请原样返回下面材料中的所有行，但不要包含图片。

═════ 所给信息

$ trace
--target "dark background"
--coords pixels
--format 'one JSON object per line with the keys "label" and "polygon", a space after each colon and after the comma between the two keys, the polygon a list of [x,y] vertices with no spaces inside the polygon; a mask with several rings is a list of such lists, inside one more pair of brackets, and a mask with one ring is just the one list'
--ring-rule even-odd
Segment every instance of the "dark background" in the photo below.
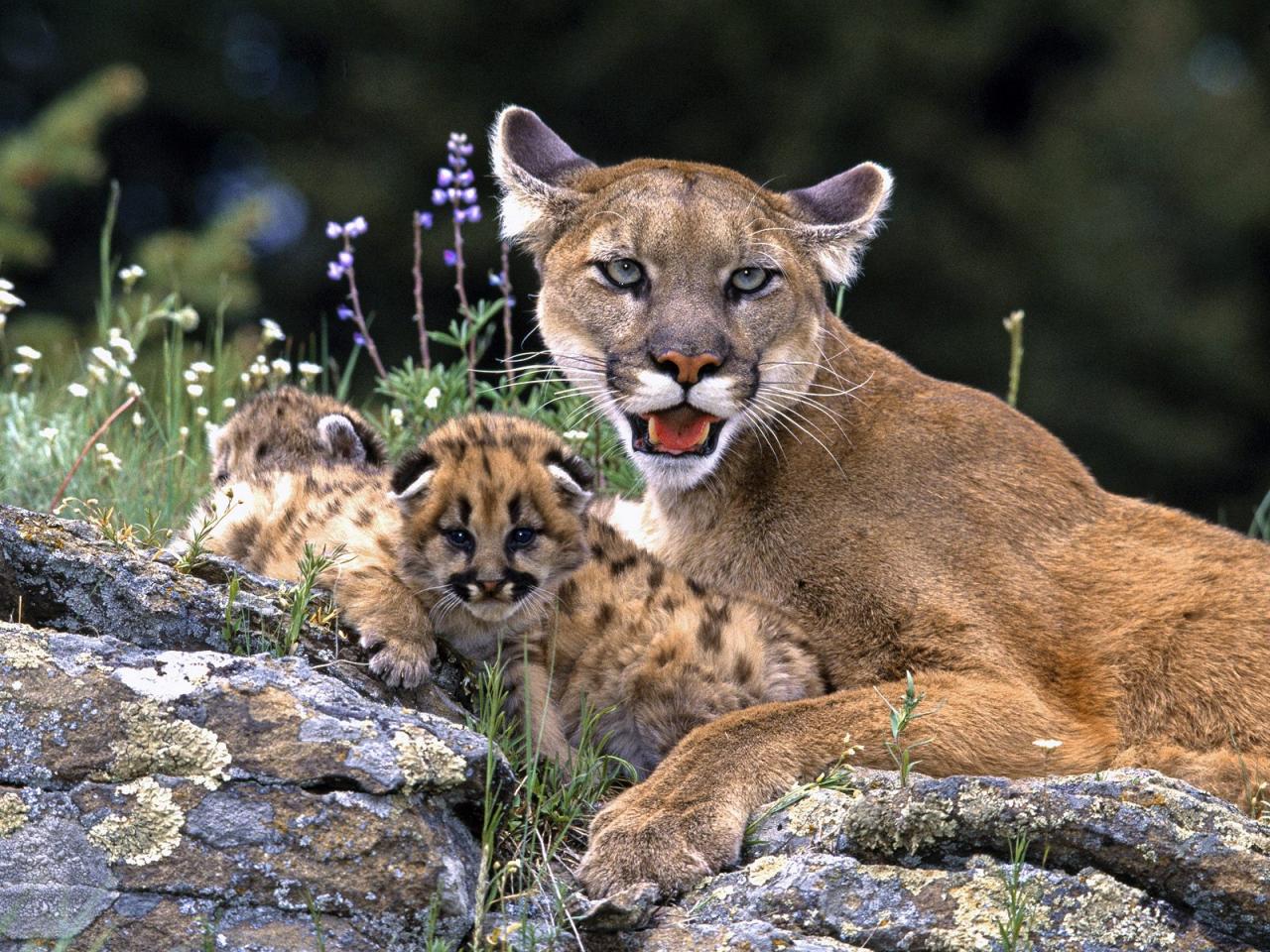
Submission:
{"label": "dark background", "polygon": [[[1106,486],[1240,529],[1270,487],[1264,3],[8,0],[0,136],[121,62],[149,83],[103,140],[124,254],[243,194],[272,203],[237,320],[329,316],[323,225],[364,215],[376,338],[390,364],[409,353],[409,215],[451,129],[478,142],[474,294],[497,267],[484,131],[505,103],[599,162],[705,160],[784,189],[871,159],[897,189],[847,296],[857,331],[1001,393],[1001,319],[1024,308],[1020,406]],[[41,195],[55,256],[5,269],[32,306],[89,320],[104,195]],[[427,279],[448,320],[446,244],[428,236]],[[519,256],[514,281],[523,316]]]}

══════════

完整答案 ▸
$ trace
--target "dark background"
--coords pixels
--format 'one JSON object per line with the keys "label" and "polygon", a space after each colon and after the comma between the two keys, the polygon a list of [x,y] vertices with no spaces inside the polygon; a mask with several rings is a list of such lists, inside one more pair of brackets, and a mask with one ring is just the one list'
--ring-rule even-odd
Segment every instance of the "dark background" in the photo below.
Submission:
{"label": "dark background", "polygon": [[[1106,486],[1240,529],[1270,487],[1264,3],[8,0],[0,136],[121,62],[149,83],[103,140],[124,254],[243,194],[272,203],[237,320],[329,316],[323,225],[364,215],[376,338],[390,364],[409,353],[409,215],[451,129],[478,142],[474,294],[497,267],[484,131],[505,103],[599,162],[705,160],[784,189],[871,159],[897,189],[847,296],[857,331],[1001,393],[1001,319],[1024,308],[1020,406]],[[41,195],[55,256],[5,269],[32,306],[89,320],[104,195]],[[427,279],[448,320],[446,244],[428,236]],[[519,256],[514,281],[523,316]]]}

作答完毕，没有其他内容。